- [Task goal]
Every line from the line containing "honestly just need someone to tell me where the mountain" to the end of the data must appear in the answer exactly as it appears there, and nothing else.

- [Data for the task]
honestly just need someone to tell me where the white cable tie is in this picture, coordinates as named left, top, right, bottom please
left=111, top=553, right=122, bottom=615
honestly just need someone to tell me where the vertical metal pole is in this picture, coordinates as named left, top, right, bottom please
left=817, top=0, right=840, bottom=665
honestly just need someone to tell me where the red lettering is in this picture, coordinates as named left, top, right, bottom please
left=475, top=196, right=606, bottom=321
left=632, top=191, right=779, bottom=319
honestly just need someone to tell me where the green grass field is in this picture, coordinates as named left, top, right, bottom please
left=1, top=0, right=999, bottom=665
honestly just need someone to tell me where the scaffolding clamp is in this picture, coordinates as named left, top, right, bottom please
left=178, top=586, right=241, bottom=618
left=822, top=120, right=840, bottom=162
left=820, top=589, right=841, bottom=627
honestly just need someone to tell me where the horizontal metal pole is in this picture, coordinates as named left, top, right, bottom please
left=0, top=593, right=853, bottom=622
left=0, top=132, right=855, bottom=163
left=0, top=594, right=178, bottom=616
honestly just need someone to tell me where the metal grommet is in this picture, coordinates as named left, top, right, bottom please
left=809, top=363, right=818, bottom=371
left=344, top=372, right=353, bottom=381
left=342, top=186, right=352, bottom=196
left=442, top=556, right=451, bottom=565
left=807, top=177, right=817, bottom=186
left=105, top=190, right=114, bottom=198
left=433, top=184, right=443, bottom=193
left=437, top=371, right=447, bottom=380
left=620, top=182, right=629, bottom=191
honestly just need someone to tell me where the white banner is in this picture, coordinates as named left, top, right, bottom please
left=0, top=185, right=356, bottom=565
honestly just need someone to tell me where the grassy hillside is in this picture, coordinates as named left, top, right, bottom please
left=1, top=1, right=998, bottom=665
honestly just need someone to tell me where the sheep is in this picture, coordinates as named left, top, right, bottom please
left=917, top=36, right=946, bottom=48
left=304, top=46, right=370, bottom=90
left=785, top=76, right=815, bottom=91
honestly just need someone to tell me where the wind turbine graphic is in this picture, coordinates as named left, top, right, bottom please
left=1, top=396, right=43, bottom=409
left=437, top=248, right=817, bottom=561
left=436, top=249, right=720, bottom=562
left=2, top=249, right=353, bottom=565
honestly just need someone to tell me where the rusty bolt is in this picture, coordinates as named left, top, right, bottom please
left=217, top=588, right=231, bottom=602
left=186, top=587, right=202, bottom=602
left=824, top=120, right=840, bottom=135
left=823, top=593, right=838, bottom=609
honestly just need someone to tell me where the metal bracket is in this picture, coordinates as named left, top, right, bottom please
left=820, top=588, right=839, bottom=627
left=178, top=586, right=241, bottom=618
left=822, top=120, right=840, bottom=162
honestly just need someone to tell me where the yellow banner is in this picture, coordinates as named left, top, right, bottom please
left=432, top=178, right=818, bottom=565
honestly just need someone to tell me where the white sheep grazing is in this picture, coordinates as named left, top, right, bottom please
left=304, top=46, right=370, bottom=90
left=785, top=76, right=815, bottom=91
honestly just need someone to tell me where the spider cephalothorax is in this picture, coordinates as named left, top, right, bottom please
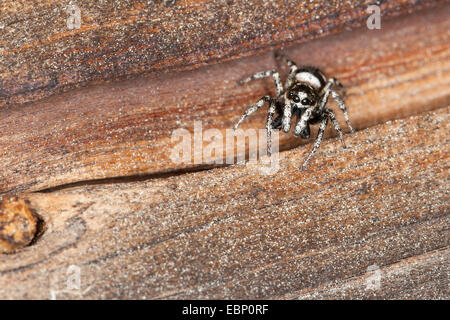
left=233, top=52, right=355, bottom=170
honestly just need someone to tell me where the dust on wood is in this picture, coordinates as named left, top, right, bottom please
left=1, top=5, right=449, bottom=194
left=1, top=0, right=444, bottom=108
left=0, top=107, right=448, bottom=299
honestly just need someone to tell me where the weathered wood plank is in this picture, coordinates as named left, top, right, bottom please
left=0, top=0, right=444, bottom=108
left=280, top=248, right=449, bottom=300
left=1, top=5, right=449, bottom=194
left=0, top=107, right=447, bottom=299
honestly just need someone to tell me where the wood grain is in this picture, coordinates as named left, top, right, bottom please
left=1, top=5, right=449, bottom=194
left=0, top=107, right=448, bottom=299
left=0, top=0, right=444, bottom=108
left=280, top=248, right=449, bottom=299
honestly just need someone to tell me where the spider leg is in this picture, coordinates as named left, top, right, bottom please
left=326, top=109, right=346, bottom=148
left=326, top=78, right=354, bottom=133
left=294, top=107, right=313, bottom=138
left=271, top=103, right=284, bottom=129
left=266, top=100, right=276, bottom=156
left=275, top=52, right=298, bottom=68
left=330, top=90, right=354, bottom=133
left=275, top=52, right=299, bottom=88
left=281, top=103, right=293, bottom=133
left=272, top=115, right=282, bottom=129
left=318, top=83, right=332, bottom=112
left=300, top=116, right=328, bottom=170
left=329, top=77, right=347, bottom=98
left=233, top=96, right=272, bottom=130
left=239, top=70, right=283, bottom=96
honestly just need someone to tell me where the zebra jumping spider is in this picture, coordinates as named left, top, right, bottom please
left=233, top=52, right=355, bottom=170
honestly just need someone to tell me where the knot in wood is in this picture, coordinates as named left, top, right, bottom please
left=0, top=196, right=38, bottom=254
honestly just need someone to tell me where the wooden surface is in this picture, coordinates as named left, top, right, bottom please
left=0, top=0, right=443, bottom=108
left=1, top=4, right=449, bottom=194
left=0, top=107, right=448, bottom=299
left=0, top=1, right=449, bottom=300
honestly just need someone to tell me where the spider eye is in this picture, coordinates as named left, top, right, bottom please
left=291, top=95, right=300, bottom=103
left=301, top=98, right=312, bottom=105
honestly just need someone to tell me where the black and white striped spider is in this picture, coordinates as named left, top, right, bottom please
left=233, top=52, right=355, bottom=170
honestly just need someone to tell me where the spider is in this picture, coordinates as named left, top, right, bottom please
left=233, top=52, right=355, bottom=170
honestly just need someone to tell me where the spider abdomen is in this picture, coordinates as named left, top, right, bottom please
left=295, top=67, right=327, bottom=90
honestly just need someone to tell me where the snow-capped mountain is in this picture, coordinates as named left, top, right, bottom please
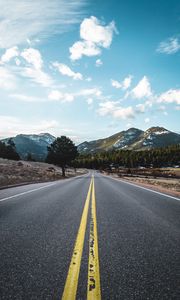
left=1, top=127, right=179, bottom=160
left=78, top=127, right=180, bottom=153
left=2, top=133, right=55, bottom=160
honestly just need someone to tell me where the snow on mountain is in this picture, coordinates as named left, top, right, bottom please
left=78, top=127, right=180, bottom=153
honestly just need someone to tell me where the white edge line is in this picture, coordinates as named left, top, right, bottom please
left=102, top=174, right=180, bottom=201
left=0, top=182, right=56, bottom=202
left=0, top=172, right=90, bottom=203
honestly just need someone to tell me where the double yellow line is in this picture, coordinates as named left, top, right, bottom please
left=62, top=175, right=101, bottom=300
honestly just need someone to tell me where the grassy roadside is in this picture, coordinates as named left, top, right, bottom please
left=102, top=168, right=180, bottom=198
left=0, top=158, right=87, bottom=188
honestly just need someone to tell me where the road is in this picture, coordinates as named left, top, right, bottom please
left=0, top=172, right=179, bottom=300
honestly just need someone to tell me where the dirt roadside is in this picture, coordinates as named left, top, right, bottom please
left=0, top=158, right=87, bottom=189
left=103, top=172, right=180, bottom=199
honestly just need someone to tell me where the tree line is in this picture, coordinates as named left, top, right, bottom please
left=0, top=139, right=20, bottom=161
left=1, top=135, right=179, bottom=176
left=73, top=144, right=180, bottom=170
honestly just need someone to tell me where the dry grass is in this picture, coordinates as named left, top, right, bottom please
left=103, top=167, right=180, bottom=198
left=123, top=176, right=180, bottom=198
left=0, top=158, right=86, bottom=188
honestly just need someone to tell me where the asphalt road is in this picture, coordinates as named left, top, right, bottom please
left=0, top=172, right=179, bottom=299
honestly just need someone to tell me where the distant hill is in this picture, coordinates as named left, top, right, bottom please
left=2, top=133, right=55, bottom=160
left=77, top=127, right=180, bottom=154
left=1, top=127, right=180, bottom=160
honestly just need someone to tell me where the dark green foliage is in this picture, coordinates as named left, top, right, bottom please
left=26, top=153, right=36, bottom=161
left=75, top=144, right=180, bottom=169
left=0, top=140, right=20, bottom=160
left=46, top=136, right=78, bottom=176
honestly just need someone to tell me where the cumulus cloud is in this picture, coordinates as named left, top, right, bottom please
left=95, top=58, right=103, bottom=67
left=0, top=0, right=85, bottom=48
left=157, top=37, right=180, bottom=54
left=131, top=76, right=152, bottom=99
left=111, top=75, right=133, bottom=90
left=1, top=46, right=19, bottom=63
left=157, top=89, right=180, bottom=105
left=111, top=79, right=121, bottom=89
left=52, top=62, right=83, bottom=80
left=78, top=88, right=102, bottom=97
left=21, top=66, right=53, bottom=87
left=70, top=16, right=117, bottom=60
left=0, top=66, right=17, bottom=89
left=122, top=75, right=133, bottom=90
left=48, top=90, right=74, bottom=102
left=0, top=115, right=59, bottom=138
left=98, top=101, right=135, bottom=119
left=21, top=48, right=43, bottom=69
left=18, top=47, right=53, bottom=87
left=69, top=40, right=101, bottom=61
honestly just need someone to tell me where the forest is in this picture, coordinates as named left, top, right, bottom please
left=73, top=144, right=180, bottom=170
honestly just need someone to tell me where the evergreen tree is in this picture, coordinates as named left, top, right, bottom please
left=46, top=136, right=78, bottom=177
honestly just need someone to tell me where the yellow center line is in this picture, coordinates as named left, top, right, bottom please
left=62, top=177, right=93, bottom=300
left=87, top=176, right=101, bottom=300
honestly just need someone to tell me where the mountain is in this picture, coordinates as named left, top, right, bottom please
left=1, top=127, right=179, bottom=160
left=2, top=133, right=55, bottom=160
left=78, top=127, right=180, bottom=153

- [Result]
honestly just need someone to tell me where the mountain is in this picture, coordinates as named left, top, right, bottom please
left=1, top=127, right=179, bottom=160
left=2, top=133, right=55, bottom=160
left=78, top=127, right=180, bottom=153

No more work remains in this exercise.